- Dataset records -
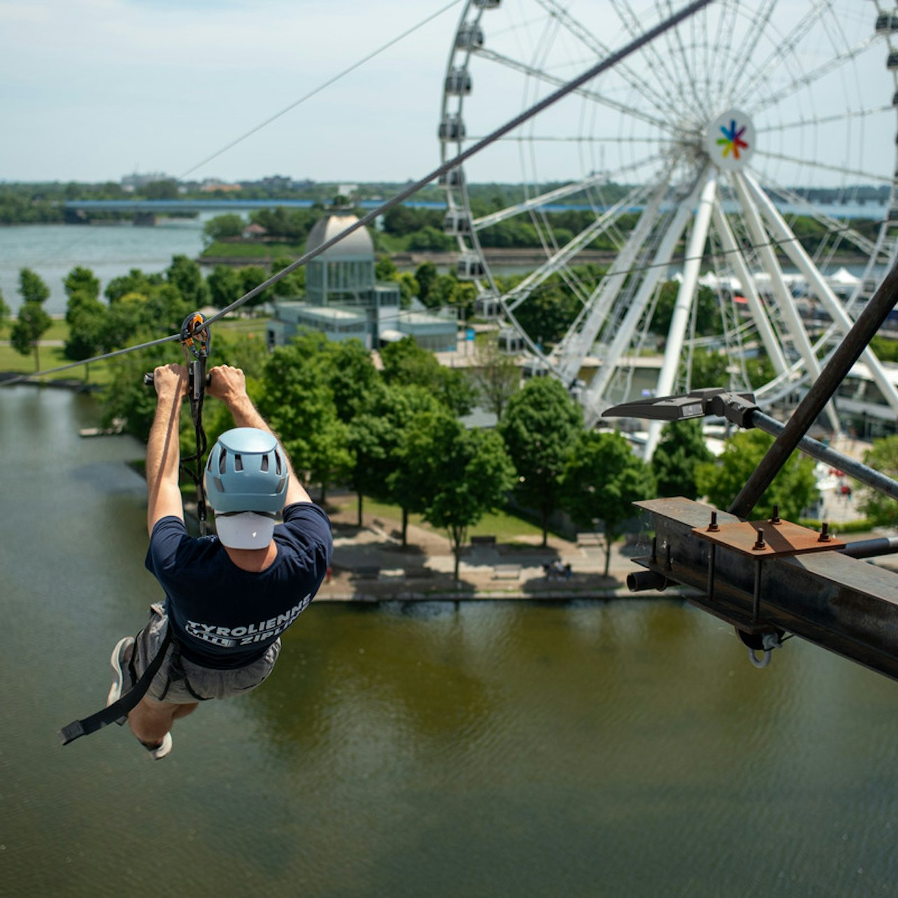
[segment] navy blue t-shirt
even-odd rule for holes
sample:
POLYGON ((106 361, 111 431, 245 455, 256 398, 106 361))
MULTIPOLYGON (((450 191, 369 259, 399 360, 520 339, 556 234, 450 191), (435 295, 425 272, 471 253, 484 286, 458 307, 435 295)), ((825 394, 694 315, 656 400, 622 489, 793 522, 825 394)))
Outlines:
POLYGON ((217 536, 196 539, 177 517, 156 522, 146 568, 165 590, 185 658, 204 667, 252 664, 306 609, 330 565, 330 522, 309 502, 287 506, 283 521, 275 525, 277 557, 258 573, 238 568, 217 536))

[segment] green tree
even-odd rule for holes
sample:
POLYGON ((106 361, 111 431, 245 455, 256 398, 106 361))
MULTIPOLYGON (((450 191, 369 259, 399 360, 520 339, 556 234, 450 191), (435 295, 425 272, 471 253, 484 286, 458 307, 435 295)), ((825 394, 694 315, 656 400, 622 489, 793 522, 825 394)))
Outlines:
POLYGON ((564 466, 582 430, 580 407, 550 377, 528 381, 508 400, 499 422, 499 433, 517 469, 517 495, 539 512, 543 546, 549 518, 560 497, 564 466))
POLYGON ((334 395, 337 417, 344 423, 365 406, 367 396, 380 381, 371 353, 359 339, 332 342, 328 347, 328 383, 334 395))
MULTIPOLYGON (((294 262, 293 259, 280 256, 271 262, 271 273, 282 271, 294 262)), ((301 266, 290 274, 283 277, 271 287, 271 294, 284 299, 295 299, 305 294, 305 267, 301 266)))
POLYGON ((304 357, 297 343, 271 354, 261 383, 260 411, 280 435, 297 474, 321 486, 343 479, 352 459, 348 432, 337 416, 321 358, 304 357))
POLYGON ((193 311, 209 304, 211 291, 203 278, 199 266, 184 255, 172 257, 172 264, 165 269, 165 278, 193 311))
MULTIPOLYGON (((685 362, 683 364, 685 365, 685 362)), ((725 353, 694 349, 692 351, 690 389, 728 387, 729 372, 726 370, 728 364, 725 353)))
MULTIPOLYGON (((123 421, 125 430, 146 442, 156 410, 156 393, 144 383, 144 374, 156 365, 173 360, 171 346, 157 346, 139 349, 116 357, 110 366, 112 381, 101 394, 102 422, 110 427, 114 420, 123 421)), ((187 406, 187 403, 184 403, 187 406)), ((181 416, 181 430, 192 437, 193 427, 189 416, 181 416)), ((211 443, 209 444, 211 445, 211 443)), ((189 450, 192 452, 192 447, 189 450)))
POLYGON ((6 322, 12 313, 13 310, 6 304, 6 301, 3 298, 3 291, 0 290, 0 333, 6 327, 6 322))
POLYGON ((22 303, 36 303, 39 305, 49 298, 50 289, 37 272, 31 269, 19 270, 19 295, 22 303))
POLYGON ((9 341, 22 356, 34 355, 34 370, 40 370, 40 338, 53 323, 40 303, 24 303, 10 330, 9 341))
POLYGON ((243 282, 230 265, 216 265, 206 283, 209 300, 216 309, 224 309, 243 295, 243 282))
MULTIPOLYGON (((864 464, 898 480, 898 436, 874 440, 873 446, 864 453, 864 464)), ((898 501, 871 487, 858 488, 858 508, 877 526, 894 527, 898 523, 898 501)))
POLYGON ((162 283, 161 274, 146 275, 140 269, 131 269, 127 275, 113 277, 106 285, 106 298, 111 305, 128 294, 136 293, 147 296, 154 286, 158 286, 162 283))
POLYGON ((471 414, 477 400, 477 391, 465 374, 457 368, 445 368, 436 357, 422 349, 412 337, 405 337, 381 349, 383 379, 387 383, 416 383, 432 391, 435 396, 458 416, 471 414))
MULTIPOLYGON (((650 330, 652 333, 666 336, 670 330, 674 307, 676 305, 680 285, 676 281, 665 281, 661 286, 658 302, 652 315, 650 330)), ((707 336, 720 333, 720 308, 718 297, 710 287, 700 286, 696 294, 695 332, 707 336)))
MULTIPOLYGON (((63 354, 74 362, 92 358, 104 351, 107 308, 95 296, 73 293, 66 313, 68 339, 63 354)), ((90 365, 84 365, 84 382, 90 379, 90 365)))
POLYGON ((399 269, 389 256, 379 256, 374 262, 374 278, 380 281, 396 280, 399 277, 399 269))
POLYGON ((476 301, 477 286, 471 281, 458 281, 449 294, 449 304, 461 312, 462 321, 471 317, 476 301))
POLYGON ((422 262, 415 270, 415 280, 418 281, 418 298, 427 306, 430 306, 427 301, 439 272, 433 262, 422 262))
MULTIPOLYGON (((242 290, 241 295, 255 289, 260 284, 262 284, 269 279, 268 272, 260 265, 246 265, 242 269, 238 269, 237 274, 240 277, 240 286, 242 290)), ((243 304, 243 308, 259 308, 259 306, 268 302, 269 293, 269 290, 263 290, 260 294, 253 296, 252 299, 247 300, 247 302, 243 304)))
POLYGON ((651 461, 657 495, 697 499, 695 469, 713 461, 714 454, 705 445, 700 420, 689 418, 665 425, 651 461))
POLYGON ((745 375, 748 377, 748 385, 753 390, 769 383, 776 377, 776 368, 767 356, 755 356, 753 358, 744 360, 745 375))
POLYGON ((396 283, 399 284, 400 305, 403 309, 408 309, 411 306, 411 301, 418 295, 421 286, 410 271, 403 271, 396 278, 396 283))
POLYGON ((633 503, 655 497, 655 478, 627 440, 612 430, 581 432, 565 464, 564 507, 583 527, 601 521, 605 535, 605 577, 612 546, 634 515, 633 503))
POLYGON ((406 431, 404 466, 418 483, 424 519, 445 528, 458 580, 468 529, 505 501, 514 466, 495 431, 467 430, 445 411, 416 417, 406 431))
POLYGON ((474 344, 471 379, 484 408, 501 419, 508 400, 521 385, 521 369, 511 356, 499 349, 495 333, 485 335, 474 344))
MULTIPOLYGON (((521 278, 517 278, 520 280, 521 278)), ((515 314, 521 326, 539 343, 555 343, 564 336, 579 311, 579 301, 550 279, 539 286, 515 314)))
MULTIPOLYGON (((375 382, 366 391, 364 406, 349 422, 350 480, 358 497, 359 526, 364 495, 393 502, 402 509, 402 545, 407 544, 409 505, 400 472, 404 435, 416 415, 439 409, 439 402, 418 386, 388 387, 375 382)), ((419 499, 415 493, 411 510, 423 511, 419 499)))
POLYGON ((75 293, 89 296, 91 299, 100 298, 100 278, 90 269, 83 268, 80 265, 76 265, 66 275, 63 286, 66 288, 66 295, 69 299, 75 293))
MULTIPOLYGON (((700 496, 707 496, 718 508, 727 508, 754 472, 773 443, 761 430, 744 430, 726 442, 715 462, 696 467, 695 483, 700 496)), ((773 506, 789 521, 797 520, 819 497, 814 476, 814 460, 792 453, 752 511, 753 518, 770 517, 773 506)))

- What you are asked to do -
Starting at the line that has "[segment] green tree" and ending after the line that has "POLYGON ((162 283, 161", write those lines out again, replacing "sample" with "example" and leaving everything else as it is.

- Final answer -
[segment] green tree
even-odd rule for holes
example:
POLYGON ((106 361, 111 431, 245 455, 256 398, 106 361))
MULTIPOLYGON (((450 191, 369 259, 399 360, 520 339, 556 234, 450 191), (435 295, 425 272, 471 253, 484 286, 458 307, 435 295)), ((825 394, 694 315, 656 400, 622 489, 793 522, 825 394)))
Outlines:
POLYGON ((564 466, 582 430, 580 407, 550 377, 528 381, 508 400, 499 422, 499 433, 517 469, 517 495, 539 512, 543 546, 549 518, 560 497, 564 466))
POLYGON ((334 395, 337 417, 344 423, 365 406, 367 396, 380 381, 371 353, 359 339, 332 342, 328 347, 328 383, 334 395))
MULTIPOLYGON (((294 262, 293 259, 280 256, 271 262, 271 273, 282 271, 294 262)), ((301 266, 290 274, 283 277, 271 287, 271 294, 284 299, 295 299, 305 294, 305 267, 301 266)))
POLYGON ((304 357, 297 343, 271 354, 261 383, 260 411, 280 435, 297 474, 321 486, 343 479, 352 459, 348 432, 337 416, 321 358, 304 357))
POLYGON ((193 311, 209 304, 211 291, 203 278, 199 266, 184 255, 172 257, 172 264, 165 269, 165 278, 193 311))
MULTIPOLYGON (((685 362, 683 364, 685 365, 685 362)), ((725 353, 694 349, 692 351, 690 389, 728 387, 729 372, 726 370, 728 364, 725 353)))
MULTIPOLYGON (((123 421, 125 430, 146 442, 156 410, 156 393, 144 383, 144 374, 156 365, 173 360, 171 346, 157 346, 139 349, 116 357, 110 366, 112 381, 101 394, 102 422, 110 427, 114 420, 123 421)), ((187 406, 187 403, 184 403, 187 406)), ((181 416, 181 430, 192 437, 193 427, 189 416, 181 416)), ((211 443, 209 444, 211 445, 211 443)), ((189 450, 192 452, 192 447, 189 450)))
POLYGON ((6 322, 12 313, 13 310, 6 304, 6 301, 3 298, 3 291, 0 290, 0 333, 6 327, 6 322))
POLYGON ((22 303, 36 303, 39 305, 49 298, 50 289, 37 272, 31 269, 19 270, 19 295, 22 303))
POLYGON ((9 341, 22 356, 34 355, 34 370, 40 370, 40 338, 53 323, 40 303, 24 303, 10 330, 9 341))
POLYGON ((243 282, 230 265, 216 265, 206 283, 209 300, 216 309, 224 309, 243 295, 243 282))
MULTIPOLYGON (((864 464, 898 480, 898 436, 874 440, 873 446, 864 453, 864 464)), ((898 501, 871 487, 858 488, 858 508, 877 526, 894 527, 898 523, 898 501)))
POLYGON ((162 283, 161 274, 146 275, 140 269, 131 269, 127 275, 113 277, 106 285, 106 298, 111 305, 128 294, 136 293, 147 296, 154 286, 158 286, 162 283))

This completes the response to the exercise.